* [MATERIAL FOR THIS TASK]
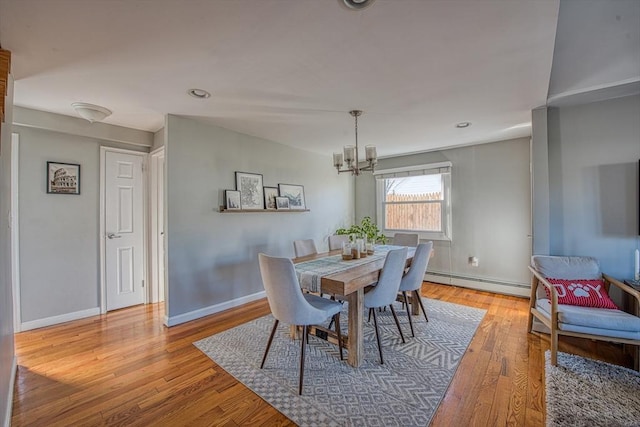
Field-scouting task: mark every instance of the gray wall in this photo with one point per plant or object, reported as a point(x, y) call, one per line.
point(212, 256)
point(59, 245)
point(59, 234)
point(491, 209)
point(597, 45)
point(7, 350)
point(593, 180)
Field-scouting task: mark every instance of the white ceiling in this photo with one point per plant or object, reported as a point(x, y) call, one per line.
point(290, 70)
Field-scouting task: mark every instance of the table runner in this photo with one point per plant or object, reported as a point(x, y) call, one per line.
point(311, 272)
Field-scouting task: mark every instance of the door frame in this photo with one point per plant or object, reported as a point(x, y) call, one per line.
point(156, 293)
point(102, 239)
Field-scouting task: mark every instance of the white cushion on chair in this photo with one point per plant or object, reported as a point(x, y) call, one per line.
point(596, 321)
point(564, 267)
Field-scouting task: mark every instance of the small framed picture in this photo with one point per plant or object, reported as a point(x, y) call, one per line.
point(232, 200)
point(270, 194)
point(295, 194)
point(282, 203)
point(63, 178)
point(251, 192)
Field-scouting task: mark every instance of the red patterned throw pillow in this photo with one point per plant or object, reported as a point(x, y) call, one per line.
point(585, 293)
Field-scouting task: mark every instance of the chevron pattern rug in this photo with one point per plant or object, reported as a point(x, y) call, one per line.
point(405, 391)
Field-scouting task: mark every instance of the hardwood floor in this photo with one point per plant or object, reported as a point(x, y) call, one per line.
point(126, 368)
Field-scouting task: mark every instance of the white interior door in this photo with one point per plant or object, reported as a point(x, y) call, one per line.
point(124, 233)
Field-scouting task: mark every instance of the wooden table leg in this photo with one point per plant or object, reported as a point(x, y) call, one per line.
point(356, 339)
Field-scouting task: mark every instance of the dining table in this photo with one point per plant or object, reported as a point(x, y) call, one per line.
point(346, 280)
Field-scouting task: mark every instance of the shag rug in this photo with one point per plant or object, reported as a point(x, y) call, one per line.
point(585, 392)
point(405, 391)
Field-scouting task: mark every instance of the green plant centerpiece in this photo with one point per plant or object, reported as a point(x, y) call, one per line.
point(367, 228)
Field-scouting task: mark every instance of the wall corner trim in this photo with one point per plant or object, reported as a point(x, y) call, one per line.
point(54, 320)
point(12, 381)
point(212, 309)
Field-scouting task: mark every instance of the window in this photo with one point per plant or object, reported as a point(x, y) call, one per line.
point(415, 199)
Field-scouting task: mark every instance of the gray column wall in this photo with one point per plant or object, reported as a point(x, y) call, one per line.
point(593, 181)
point(7, 350)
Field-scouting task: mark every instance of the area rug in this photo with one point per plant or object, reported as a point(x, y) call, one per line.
point(405, 391)
point(585, 392)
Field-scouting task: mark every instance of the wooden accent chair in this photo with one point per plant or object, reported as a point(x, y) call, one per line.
point(289, 305)
point(304, 247)
point(336, 241)
point(413, 278)
point(384, 292)
point(577, 321)
point(405, 239)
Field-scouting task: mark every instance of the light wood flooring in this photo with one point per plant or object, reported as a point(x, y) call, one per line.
point(126, 368)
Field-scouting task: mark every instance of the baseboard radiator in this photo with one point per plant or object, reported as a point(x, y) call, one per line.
point(490, 285)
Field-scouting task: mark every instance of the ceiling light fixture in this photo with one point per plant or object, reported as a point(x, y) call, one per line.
point(90, 112)
point(199, 93)
point(356, 4)
point(351, 154)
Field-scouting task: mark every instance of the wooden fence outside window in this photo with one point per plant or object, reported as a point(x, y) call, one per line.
point(414, 212)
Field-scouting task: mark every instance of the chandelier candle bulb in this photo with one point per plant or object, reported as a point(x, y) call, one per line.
point(370, 151)
point(337, 160)
point(349, 153)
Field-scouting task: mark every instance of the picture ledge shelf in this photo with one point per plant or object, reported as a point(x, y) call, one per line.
point(224, 210)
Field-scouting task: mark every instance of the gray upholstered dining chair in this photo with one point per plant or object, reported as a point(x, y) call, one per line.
point(412, 280)
point(405, 239)
point(384, 292)
point(289, 305)
point(336, 241)
point(304, 247)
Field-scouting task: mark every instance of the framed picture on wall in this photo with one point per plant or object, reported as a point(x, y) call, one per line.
point(270, 194)
point(63, 178)
point(295, 194)
point(232, 200)
point(282, 203)
point(251, 192)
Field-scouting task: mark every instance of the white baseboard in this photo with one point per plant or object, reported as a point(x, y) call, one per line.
point(54, 320)
point(506, 288)
point(212, 309)
point(12, 382)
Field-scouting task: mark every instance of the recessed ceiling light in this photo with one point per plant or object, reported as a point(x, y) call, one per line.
point(199, 93)
point(356, 4)
point(92, 113)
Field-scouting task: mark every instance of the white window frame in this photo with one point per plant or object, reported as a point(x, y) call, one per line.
point(442, 168)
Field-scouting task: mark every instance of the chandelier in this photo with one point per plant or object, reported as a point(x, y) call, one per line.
point(351, 154)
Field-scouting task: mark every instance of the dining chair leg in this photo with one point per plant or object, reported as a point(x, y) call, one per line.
point(406, 302)
point(273, 332)
point(421, 305)
point(395, 317)
point(304, 338)
point(375, 323)
point(339, 333)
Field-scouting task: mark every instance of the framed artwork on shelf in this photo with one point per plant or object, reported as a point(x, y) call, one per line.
point(232, 200)
point(251, 192)
point(63, 178)
point(295, 194)
point(282, 203)
point(270, 194)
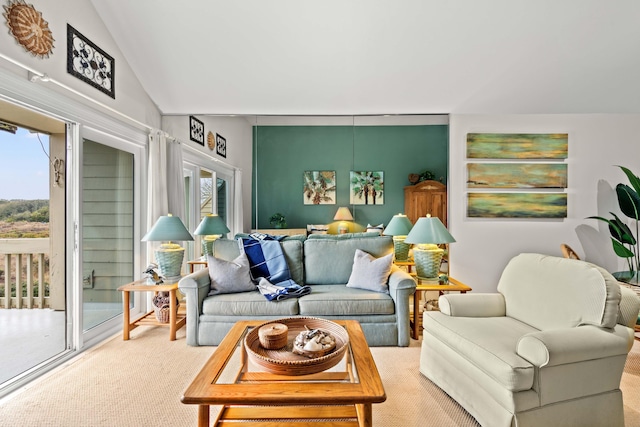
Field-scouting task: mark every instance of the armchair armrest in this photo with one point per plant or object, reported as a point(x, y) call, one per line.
point(569, 345)
point(473, 305)
point(401, 287)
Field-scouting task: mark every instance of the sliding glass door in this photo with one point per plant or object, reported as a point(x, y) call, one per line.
point(107, 230)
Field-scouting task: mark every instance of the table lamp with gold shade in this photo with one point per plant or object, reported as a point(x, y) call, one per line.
point(343, 215)
point(427, 233)
point(399, 227)
point(169, 256)
point(211, 228)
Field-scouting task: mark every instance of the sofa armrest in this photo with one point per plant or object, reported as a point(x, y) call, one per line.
point(195, 287)
point(401, 288)
point(472, 305)
point(570, 345)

* [AIM OF THE TASK] Each line above gets copied exactly; leave the pictures out.

* [ANSWER AREA]
Field-scouting task: mark every instance of the gray wall in this photo with one point per plant or object, reported as a point(x, y) call, one per line.
point(212, 256)
point(59, 245)
point(59, 234)
point(491, 209)
point(597, 45)
point(7, 350)
point(593, 180)
Field-scouting task: mark every instance of the white ceiling in this photo with one point per plant or object, reported as a point(x, y) call, one per line.
point(290, 70)
Field-scouting task: mark every instance of the table runner in this photo with one point per plant or object, reported as a point(x, y) call, one per line.
point(311, 272)
Field-scouting task: mark every instance of the door frame in this photo with one point per plant or object, reported as a point(x, y) call, one per line.
point(156, 293)
point(102, 239)
Field-scouting task: mark every instance of the white cushion on chair in this photo with one point per plant or object, reported as a point(x, y) call, one per line.
point(596, 321)
point(564, 267)
Field-scouting task: mark every instance of the small framed picture in this photo with one point per plant or object, reported as a point(x, y) call, one per line.
point(232, 200)
point(270, 194)
point(295, 194)
point(282, 203)
point(63, 178)
point(251, 192)
Field-scouting task: mark every instance of the red patterned throw pillow in this photo with one point per plant or object, reported as a point(x, y) call, one per line.
point(585, 293)
Field-scouting task: mark every instance of the chevron pattern rug in this photo with one point per plant or object, reported as a point(x, y) call, one per line.
point(405, 391)
Field-scouting task: mark every instance of the hardwood floor in this photo with one point per plant or object, reported as a point(x, y) call, one per line.
point(126, 368)
Field-scouting task: mark every instance of the white interior door in this photo with one point per plant or object, reported as a point(x, y) call, one per line.
point(124, 233)
Field-scouting task: mark every instance of the wooden table leg in this photo with one point per plant or object, reported as a point(x, y) call, one per line.
point(356, 339)
Field-scouting task: mark every instance of the dining table in this photo with one point per plant or object, reported as a point(x, y) call, one per line.
point(346, 280)
Field-scouting task: mark every instance of the shag rug in this photo with one point per plant or object, reported as a point(x, y) call, one per line.
point(585, 392)
point(405, 391)
Field-scouting task: mark every instance of the green plant centerpiece in this photo with one point per plant or object, reported as a point(x, y) call, one per line.
point(367, 228)
Field-scouting task: mark every instance of the wall corner trim in this photo with one point per plant or object, reported as a point(x, y) call, one per line.
point(54, 320)
point(12, 381)
point(212, 309)
Field-scouting task: mark every instance of the window in this photo with one point per plant or object, reported as a point(x, y) call, one per line.
point(415, 199)
Field-scouting task: mark every instance of the gray column wall in this photo with one point per plant or object, reported as a point(x, y) call, one per line.
point(593, 181)
point(7, 350)
Field-scouting task: mark every instance of the area rug in this photo with one point per plant or object, reported as a point(x, y) call, one per line.
point(405, 391)
point(585, 392)
Field-scouting task: mark every instance of the wooden accent chair in this photo with one point per plant or object, reported as a point(x, y) call, one per line.
point(289, 305)
point(304, 247)
point(336, 241)
point(413, 278)
point(384, 292)
point(577, 321)
point(405, 239)
Field-scouting task: mark every instance of the light wood flooring in this photo with one point per plant or object, reported as a point(x, y) call, one per line.
point(126, 368)
Field-scouting task: mark every instance of the baseboard radiator in this photo with one point per plant or object, reported as a point(x, y) call, one per line.
point(490, 285)
Field-scouting task: mark every instance of the ceiling light fixture in this photo with one point per plant or object, reported as a point(x, y) call, one per line.
point(90, 112)
point(199, 93)
point(356, 4)
point(351, 154)
Field-scouting task: mark every instance of the wooden fence outside window in this photo with one point per plant or object, reported as a point(x, y) call, one per line.
point(414, 212)
Field-scouting task: mark every instance of the chandelier candle bulb in this photo with one point per plant or object, reported as a point(x, y) call, one per line.
point(370, 151)
point(337, 160)
point(349, 153)
Field-scouting task: mark every instance of the picture ledge shelf in this photo with one point per plant or object, reported as a point(x, y) call, one per line.
point(224, 210)
Field-scouting task: mark every instance of the gray upholstered dining chair in this photo with one point per plant or object, reported as a point(x, y) call, one per line.
point(412, 280)
point(405, 239)
point(384, 292)
point(289, 305)
point(336, 241)
point(304, 247)
Field-scouting task: mark every instance of the framed picture on wall in this photo with one point per plant or object, reported as a point(x, y) call, one per line.
point(270, 194)
point(63, 178)
point(295, 194)
point(232, 200)
point(282, 203)
point(251, 192)
Field-scouting task: mark every instance of the white baseboard in this photo with one point per plant or object, reported as a point(x, y) call, one per line.
point(54, 320)
point(506, 288)
point(212, 309)
point(12, 382)
Field-scouting task: mark every instance of the recessed ceiling light in this photo with one point per plant or object, reported as a point(x, y) call, one per line.
point(199, 93)
point(356, 4)
point(92, 113)
Field-scouting task: mark every instance of the white window frame in this photo with one point per plant or object, reported as a point(x, y) call, one per line.
point(442, 168)
Field-scouting task: mark every instance of the chandelier in this photo with one point per plant or object, reported as a point(x, y) call, one per line.
point(351, 154)
Field-scouting task: mark every instance of the dining chair leg in this photo with one point per plant or object, reported as a point(x, y) call, one per line.
point(406, 302)
point(273, 332)
point(421, 305)
point(395, 317)
point(304, 338)
point(375, 323)
point(339, 333)
Field-scouting task: mark every instance of the framed artwork on shelf in this photo with one point per plant or object, reported as a point(x, y) call, one per line.
point(232, 200)
point(251, 192)
point(63, 178)
point(295, 194)
point(282, 203)
point(270, 194)
Field-scouting task: mark every instance of the armchair armrest in this photo with one point per plant or object, reported as a point(x, y) call, one per line.
point(569, 345)
point(473, 305)
point(401, 287)
Field-scouting task: mark every instance of the sliding glass door in this photo with one point per plant or object, reported as a point(x, y) call, one per line.
point(107, 230)
Field-scouting task: mark every instance of the table lamp with gold shade in this photo with one point per plant or object, reported as a point(x, y) call, one per line.
point(343, 215)
point(427, 233)
point(399, 227)
point(169, 256)
point(211, 228)
Field-scouting task: mark every instance of the sofa armrest in this photo with one point per plant or object, reported as a point(x, y) call, one per line.
point(195, 287)
point(401, 288)
point(472, 305)
point(570, 345)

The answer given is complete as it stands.